[Image point annotation listing]
* * * * * * *

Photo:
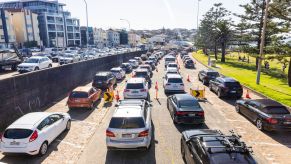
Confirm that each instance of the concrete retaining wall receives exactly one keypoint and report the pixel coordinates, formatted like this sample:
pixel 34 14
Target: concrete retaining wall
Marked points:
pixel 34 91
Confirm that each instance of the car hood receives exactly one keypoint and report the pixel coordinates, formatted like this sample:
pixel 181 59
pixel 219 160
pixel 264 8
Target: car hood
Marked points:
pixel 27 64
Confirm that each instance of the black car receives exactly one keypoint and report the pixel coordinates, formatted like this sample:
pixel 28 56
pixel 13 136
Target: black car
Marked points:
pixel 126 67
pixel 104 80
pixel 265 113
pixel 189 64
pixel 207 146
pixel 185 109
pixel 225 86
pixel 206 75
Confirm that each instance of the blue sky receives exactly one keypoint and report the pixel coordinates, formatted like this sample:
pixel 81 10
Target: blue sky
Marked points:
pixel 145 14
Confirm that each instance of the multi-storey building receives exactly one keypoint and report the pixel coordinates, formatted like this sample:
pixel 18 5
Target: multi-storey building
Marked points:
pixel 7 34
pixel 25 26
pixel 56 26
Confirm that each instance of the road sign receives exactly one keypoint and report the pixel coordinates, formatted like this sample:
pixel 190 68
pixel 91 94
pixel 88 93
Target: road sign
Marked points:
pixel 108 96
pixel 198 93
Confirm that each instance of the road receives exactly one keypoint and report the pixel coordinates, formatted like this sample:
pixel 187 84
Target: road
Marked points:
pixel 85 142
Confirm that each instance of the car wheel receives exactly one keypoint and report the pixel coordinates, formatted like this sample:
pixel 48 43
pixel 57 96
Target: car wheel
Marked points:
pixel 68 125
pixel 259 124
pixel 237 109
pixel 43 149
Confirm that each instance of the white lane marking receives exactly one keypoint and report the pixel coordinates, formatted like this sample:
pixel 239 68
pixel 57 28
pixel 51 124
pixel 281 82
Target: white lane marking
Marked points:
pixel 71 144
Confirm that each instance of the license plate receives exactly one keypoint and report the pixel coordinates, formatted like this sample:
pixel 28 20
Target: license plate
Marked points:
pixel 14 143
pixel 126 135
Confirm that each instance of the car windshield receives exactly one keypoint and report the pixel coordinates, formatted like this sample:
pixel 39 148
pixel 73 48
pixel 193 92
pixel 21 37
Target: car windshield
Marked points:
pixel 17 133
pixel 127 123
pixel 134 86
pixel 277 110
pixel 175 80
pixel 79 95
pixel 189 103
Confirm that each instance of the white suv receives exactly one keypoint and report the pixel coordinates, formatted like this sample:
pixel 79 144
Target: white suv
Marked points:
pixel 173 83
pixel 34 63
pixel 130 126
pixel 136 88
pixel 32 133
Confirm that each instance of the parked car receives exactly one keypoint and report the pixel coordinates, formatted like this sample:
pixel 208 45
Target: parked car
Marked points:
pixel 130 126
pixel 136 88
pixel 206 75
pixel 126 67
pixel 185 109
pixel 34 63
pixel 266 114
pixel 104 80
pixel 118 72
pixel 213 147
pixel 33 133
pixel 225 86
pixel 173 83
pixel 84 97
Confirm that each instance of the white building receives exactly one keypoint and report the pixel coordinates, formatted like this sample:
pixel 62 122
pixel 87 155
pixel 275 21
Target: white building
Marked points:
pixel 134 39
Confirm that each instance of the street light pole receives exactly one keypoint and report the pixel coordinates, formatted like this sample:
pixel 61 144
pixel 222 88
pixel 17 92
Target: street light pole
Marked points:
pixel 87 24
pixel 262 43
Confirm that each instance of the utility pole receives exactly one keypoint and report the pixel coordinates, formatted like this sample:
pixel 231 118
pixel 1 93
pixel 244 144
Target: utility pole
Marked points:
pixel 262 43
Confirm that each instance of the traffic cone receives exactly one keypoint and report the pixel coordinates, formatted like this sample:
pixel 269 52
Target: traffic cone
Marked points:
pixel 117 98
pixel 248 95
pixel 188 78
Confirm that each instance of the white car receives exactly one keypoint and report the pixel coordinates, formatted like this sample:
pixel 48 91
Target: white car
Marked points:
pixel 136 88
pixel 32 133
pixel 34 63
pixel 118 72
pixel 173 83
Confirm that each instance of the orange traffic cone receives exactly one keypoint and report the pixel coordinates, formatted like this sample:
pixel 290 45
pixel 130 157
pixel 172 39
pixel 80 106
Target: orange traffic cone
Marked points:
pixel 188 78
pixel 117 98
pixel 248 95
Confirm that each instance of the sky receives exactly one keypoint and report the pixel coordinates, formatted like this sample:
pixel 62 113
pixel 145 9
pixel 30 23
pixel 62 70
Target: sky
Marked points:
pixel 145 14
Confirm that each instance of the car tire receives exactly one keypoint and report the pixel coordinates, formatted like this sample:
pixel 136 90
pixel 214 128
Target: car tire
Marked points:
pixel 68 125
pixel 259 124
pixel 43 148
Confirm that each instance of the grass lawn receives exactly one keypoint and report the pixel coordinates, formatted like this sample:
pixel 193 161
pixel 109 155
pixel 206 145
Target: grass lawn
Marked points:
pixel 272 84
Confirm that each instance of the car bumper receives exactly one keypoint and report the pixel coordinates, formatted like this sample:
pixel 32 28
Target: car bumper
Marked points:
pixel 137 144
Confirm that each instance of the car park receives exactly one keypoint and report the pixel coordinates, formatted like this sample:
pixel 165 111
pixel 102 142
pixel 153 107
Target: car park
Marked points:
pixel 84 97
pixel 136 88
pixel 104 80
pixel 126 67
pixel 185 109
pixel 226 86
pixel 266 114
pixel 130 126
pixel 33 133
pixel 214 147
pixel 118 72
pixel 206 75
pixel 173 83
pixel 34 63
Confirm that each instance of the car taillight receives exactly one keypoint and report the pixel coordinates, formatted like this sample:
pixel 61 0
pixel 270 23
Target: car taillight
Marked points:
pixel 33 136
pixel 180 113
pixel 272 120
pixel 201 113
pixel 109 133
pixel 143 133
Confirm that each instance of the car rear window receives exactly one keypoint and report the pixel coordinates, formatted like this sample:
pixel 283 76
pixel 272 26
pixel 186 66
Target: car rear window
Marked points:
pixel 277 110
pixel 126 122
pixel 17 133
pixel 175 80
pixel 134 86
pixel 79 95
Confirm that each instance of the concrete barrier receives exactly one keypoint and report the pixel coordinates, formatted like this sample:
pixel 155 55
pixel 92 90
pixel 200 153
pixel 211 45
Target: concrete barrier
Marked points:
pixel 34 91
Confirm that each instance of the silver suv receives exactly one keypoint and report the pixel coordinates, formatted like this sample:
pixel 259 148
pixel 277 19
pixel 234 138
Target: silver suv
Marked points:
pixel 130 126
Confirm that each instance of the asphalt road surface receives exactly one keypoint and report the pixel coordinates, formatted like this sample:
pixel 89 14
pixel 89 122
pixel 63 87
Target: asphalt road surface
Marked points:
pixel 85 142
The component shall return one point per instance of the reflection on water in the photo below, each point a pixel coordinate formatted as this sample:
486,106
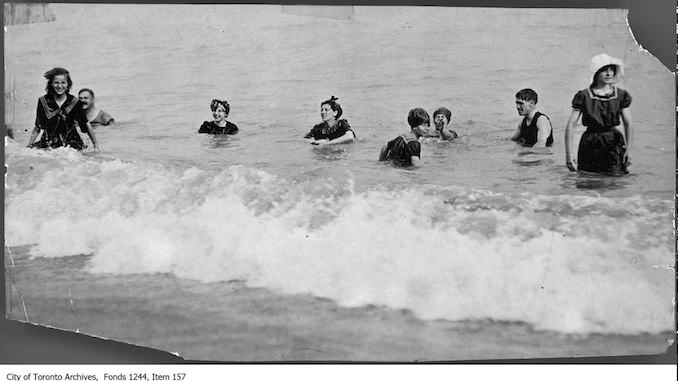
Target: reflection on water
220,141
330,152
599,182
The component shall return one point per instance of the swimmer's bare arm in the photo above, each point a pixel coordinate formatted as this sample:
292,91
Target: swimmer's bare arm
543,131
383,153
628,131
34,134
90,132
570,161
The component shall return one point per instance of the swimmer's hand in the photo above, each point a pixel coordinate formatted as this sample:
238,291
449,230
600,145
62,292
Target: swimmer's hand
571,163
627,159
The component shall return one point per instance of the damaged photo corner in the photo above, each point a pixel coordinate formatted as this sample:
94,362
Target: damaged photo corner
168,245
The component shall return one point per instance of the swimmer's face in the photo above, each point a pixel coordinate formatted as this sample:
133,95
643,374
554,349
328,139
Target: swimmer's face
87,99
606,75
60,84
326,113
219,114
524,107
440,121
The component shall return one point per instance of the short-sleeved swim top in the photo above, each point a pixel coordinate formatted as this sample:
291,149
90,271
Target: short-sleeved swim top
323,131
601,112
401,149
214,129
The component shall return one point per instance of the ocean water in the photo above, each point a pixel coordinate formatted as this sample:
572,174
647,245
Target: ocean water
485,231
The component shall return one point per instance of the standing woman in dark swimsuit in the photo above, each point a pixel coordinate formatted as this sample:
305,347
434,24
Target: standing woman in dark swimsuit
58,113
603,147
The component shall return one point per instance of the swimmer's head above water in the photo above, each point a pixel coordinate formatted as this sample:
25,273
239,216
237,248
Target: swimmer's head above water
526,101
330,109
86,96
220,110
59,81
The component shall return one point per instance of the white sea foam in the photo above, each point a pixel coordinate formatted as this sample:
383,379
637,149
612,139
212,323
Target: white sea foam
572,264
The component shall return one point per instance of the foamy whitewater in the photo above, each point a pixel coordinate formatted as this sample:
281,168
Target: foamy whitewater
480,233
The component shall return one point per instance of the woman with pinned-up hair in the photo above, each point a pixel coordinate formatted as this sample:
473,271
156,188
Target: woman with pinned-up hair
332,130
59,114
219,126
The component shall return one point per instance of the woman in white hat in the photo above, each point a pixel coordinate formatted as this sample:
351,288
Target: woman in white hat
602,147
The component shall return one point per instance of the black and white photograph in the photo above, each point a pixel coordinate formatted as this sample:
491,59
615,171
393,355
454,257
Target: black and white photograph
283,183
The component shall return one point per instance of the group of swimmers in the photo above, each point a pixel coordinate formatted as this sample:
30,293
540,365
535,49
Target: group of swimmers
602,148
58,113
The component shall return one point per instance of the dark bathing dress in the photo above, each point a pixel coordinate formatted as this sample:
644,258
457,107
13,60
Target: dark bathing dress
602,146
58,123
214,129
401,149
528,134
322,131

* * * * * * *

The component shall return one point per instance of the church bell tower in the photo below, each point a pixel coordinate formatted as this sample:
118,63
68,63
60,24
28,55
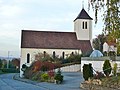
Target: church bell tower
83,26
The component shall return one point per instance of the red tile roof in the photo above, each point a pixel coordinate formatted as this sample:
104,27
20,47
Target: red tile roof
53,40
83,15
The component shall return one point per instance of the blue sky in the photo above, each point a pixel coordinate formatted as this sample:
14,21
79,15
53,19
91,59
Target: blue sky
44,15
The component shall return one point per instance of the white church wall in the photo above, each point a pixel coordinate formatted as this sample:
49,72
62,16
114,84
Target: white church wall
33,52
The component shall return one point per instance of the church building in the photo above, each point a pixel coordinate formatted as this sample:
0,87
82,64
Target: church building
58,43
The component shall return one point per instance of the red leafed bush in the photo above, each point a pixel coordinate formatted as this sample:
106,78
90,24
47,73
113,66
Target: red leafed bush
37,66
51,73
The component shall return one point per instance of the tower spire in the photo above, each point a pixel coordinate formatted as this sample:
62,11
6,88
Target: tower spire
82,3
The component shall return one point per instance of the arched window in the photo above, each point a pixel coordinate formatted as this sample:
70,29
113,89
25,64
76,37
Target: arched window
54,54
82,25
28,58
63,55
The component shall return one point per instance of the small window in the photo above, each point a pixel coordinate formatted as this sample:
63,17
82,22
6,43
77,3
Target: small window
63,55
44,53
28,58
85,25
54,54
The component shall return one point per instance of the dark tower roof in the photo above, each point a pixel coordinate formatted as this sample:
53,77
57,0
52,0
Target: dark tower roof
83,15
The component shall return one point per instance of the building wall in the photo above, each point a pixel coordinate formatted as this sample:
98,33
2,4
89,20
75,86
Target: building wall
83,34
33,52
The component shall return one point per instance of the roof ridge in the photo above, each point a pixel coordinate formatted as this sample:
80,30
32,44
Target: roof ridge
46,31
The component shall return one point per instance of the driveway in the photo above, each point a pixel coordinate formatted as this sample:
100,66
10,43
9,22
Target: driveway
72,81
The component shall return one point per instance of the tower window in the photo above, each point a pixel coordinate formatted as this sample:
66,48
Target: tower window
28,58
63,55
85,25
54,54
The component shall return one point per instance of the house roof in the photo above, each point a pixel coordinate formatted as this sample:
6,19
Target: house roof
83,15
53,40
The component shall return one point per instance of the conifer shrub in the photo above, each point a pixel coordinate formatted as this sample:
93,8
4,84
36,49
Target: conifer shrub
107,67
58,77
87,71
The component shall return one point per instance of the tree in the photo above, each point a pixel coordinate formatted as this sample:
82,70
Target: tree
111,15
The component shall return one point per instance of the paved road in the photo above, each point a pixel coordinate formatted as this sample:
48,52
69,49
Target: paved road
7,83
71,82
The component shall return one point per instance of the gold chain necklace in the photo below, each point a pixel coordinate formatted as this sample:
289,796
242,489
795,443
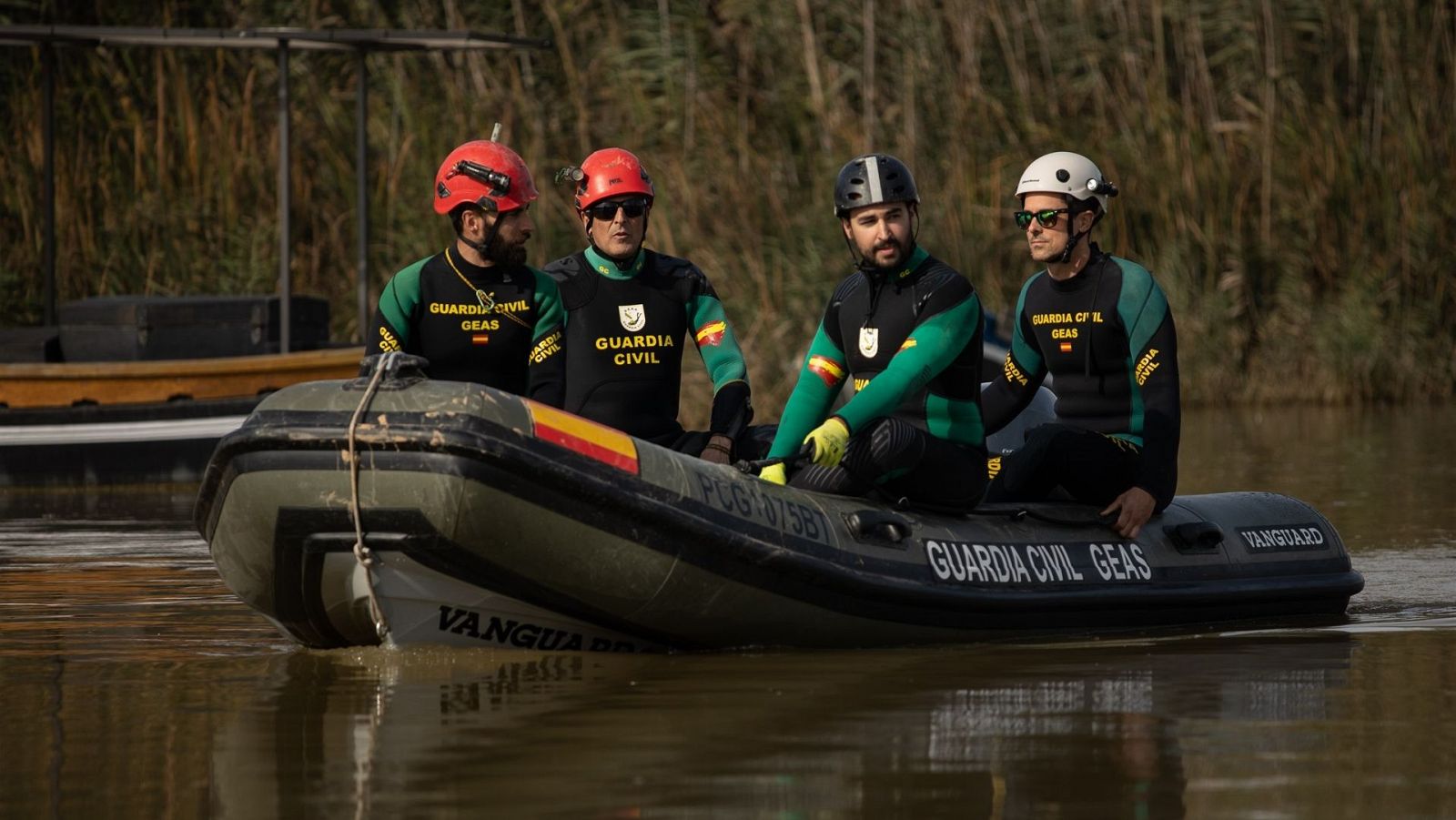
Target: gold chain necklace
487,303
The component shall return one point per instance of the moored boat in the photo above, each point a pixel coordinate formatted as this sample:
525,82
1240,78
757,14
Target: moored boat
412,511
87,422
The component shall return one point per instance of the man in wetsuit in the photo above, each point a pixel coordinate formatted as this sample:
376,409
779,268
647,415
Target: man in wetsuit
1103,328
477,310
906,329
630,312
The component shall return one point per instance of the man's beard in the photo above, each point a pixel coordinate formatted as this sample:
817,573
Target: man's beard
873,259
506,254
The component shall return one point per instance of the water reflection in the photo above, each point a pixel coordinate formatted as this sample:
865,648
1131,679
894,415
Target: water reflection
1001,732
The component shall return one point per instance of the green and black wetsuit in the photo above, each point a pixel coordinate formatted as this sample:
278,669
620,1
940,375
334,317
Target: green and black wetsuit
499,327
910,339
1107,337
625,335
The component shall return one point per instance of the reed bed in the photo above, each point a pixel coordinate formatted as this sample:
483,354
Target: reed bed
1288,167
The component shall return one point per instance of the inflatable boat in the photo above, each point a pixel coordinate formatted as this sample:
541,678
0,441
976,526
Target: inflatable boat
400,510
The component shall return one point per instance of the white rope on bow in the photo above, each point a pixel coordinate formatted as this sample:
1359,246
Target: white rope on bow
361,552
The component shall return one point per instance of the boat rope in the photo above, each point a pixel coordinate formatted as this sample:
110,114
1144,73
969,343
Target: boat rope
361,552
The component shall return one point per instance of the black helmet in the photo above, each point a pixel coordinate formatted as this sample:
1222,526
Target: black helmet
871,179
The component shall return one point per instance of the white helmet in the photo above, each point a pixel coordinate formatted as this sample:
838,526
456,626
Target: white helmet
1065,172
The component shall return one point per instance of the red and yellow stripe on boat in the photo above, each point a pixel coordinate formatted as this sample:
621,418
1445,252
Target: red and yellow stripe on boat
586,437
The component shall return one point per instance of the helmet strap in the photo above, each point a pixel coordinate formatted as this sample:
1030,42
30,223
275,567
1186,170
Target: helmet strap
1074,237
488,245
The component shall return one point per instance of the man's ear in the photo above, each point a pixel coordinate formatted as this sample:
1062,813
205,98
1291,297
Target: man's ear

* * * * * * *

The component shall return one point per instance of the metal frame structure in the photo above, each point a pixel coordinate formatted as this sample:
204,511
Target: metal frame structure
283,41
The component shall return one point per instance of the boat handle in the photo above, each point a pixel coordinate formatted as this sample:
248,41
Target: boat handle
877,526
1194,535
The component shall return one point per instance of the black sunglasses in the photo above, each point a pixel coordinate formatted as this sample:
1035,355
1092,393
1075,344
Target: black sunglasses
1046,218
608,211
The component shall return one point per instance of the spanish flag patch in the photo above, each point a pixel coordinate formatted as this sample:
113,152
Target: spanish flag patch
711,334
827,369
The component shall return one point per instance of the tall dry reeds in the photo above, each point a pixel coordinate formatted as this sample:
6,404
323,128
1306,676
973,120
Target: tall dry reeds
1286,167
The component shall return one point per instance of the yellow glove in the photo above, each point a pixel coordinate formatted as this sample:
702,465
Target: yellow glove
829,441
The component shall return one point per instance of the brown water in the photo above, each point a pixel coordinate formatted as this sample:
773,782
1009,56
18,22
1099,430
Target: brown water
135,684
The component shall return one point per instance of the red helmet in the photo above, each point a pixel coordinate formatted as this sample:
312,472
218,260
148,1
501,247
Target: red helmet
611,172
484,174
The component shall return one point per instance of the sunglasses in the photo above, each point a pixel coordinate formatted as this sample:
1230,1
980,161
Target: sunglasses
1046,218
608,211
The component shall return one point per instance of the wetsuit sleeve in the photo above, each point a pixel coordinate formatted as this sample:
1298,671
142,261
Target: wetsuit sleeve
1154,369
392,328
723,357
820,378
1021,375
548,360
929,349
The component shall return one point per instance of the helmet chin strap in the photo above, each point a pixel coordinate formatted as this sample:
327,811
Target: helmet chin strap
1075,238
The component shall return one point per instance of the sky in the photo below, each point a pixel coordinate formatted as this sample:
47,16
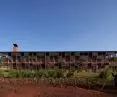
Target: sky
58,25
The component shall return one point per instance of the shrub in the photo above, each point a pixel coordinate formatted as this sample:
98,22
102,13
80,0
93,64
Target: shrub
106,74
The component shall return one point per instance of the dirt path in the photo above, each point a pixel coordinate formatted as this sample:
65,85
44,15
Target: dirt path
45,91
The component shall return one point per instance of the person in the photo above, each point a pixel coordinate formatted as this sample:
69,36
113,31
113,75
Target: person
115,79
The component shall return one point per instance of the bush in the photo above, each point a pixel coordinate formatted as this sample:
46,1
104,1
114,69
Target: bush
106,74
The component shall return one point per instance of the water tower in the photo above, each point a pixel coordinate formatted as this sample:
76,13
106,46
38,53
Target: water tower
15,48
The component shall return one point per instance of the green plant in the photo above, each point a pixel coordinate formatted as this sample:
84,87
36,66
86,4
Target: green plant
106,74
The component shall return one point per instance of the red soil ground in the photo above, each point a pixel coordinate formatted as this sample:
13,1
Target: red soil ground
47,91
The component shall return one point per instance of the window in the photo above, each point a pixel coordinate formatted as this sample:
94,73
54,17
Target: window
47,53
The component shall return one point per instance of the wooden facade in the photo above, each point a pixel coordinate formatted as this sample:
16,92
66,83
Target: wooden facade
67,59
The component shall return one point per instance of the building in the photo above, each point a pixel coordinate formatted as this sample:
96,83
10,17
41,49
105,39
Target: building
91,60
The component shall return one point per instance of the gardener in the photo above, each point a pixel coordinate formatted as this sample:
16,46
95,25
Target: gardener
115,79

* * * * * * *

[What is needed] Convert the listing into a JSON list of strings with one string per line, starting at the line that contains "the red and" and ending after the line that contains "Target: man's ear". Leave out any blank lines.

[Result for this task]
[
  "The component shall return one point per instance of the red and yellow stripe on boat in the photo above, each point a pixel coordinate formatted as this sample:",
  "621,418",
  "1445,252",
  "Target: red and yellow stripe on boat",
  "586,437",
  "The component shall return one point per instance of the helmet strap in the photo above, each point a pixel coordinate formatted as this sample:",
  "1030,42",
  "30,223",
  "275,567",
  "1186,170",
  "Target: helmet strap",
  "1074,237",
  "488,245",
  "The component shall return one point per instance of the man's ear in the photo above, each point a pixel coordinate formatted as this sample:",
  "1062,813",
  "205,98",
  "1291,297",
  "Target: man's ear"
]